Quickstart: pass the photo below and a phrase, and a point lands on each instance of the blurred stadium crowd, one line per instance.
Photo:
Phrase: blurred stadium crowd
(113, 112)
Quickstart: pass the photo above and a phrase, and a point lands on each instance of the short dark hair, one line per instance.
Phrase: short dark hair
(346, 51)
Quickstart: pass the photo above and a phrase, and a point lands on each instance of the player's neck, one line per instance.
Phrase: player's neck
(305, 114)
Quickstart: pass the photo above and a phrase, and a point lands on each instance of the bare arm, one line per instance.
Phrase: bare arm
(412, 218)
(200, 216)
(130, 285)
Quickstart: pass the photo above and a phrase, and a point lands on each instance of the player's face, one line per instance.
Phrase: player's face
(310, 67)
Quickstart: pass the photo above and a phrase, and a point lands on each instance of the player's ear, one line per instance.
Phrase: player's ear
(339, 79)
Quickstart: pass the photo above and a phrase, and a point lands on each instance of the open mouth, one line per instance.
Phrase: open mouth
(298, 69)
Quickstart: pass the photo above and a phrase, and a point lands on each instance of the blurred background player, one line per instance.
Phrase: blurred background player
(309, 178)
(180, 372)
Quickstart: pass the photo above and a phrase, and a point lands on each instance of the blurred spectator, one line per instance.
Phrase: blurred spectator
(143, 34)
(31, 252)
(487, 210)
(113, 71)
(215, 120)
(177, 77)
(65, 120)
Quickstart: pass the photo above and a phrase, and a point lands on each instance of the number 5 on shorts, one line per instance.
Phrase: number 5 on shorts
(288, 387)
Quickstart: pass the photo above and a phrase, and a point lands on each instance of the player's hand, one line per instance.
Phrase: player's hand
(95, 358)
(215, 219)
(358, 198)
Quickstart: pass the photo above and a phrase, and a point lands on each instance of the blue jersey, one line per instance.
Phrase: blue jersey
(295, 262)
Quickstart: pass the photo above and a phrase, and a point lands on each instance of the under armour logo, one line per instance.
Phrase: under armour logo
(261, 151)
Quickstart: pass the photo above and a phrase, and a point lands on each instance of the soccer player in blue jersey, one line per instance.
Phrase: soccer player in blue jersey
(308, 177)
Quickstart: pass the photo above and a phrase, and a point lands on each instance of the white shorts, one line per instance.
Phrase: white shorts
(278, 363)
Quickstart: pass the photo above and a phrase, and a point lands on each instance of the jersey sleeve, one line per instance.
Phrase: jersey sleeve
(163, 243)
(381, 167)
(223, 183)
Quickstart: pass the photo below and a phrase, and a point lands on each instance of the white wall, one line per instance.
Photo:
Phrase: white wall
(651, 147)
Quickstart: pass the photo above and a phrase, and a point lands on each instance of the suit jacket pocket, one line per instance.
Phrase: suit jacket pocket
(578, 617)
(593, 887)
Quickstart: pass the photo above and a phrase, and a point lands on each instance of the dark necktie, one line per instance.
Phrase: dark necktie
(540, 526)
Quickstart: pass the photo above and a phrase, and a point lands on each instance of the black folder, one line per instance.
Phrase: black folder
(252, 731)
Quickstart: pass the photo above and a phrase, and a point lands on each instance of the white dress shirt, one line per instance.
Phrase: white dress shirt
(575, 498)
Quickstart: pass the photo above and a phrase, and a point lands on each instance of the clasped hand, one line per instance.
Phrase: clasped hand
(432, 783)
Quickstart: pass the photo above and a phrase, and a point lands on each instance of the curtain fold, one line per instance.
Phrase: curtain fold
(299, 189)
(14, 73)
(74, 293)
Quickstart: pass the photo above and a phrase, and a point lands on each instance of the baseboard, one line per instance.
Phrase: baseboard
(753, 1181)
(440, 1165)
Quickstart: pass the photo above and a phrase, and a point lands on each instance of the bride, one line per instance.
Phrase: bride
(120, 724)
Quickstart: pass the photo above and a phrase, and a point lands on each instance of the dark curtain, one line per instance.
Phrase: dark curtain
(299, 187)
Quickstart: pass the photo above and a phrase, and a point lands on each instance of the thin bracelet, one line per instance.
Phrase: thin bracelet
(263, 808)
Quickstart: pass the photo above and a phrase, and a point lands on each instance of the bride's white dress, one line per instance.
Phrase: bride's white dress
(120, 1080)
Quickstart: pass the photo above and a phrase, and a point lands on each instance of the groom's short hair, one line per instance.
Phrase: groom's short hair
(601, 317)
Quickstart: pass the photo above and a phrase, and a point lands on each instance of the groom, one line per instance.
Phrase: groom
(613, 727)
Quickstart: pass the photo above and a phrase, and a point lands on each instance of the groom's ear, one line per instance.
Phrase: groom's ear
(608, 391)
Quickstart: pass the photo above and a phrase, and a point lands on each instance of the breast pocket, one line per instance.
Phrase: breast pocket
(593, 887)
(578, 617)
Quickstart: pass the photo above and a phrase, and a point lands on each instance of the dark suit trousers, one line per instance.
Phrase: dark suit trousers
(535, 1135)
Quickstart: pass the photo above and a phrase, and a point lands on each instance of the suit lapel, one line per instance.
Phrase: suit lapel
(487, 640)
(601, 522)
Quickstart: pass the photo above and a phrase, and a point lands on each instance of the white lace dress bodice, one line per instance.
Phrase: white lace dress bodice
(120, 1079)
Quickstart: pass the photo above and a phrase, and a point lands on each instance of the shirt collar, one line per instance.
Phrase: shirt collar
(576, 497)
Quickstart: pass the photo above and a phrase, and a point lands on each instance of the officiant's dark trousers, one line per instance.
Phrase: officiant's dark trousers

◇ ◇ ◇ ◇

Written exercise: Copy every line from the one containing "bracelet, one line per instance." through the end of the rows, inclusive, and offset each point coordinate by 43. Leave all other text unchanged.

Task output:
Quickstart: pass the photo above and a phrase, and a point lands on each instance of the thin bracelet, one line per instance.
Phrase: thin bracelet
(306, 851)
Quickstart: pass the photo above and a phrase, and a point lands on each instance of the bride's white dress, one line per instance.
Phrase: bride's white dress
(163, 1123)
Quickstart: pass the photo above and a phrase, and a point lands on each instance of the groom's short hair, one line per instance.
Phrase: groom's short hair
(644, 360)
Quickstart: pass the photo above and a phrase, and a point lands on each instance of the groom, one line per instance.
Phrase: groom
(656, 770)
Quickstart: pass the photo above and a phrase, and a point lands on each instance of the groom's ear, one line per instance.
Phrase: groom's ear
(651, 434)
Quickstart: pass the photo above and a phrase, and a point lands on each instance of the breast pocket, one line per instance.
Phrase: breast pocket
(636, 930)
(621, 660)
Quickstart: pass the photo above and a phrase, and a point lands on each instance of the dark suit trousers, one line per instance.
Phrase: dark suit trousers
(578, 1178)
Quickstart: pass the photo above and a phrase, and a point lands on each instance of the suit lapel, one line per instance.
Phrase: suit lapel
(530, 683)
(644, 565)
Quickstart: pass the photo above and a phrase, and a point lands on each instance of the white lace dress bodice, one line per instance.
Phrase: white lace dress bodice
(163, 1122)
Quickstart: pass the photo above and a phrase, and a point lands on each instance of the shirt collar, one line per instance.
Phrase: shirt collar
(619, 540)
Quickstart: pass the photo above and a phrase, and a point lands on each instance of the officiant's dark trousers, one line per instance.
Phrase: officiant's dark trousers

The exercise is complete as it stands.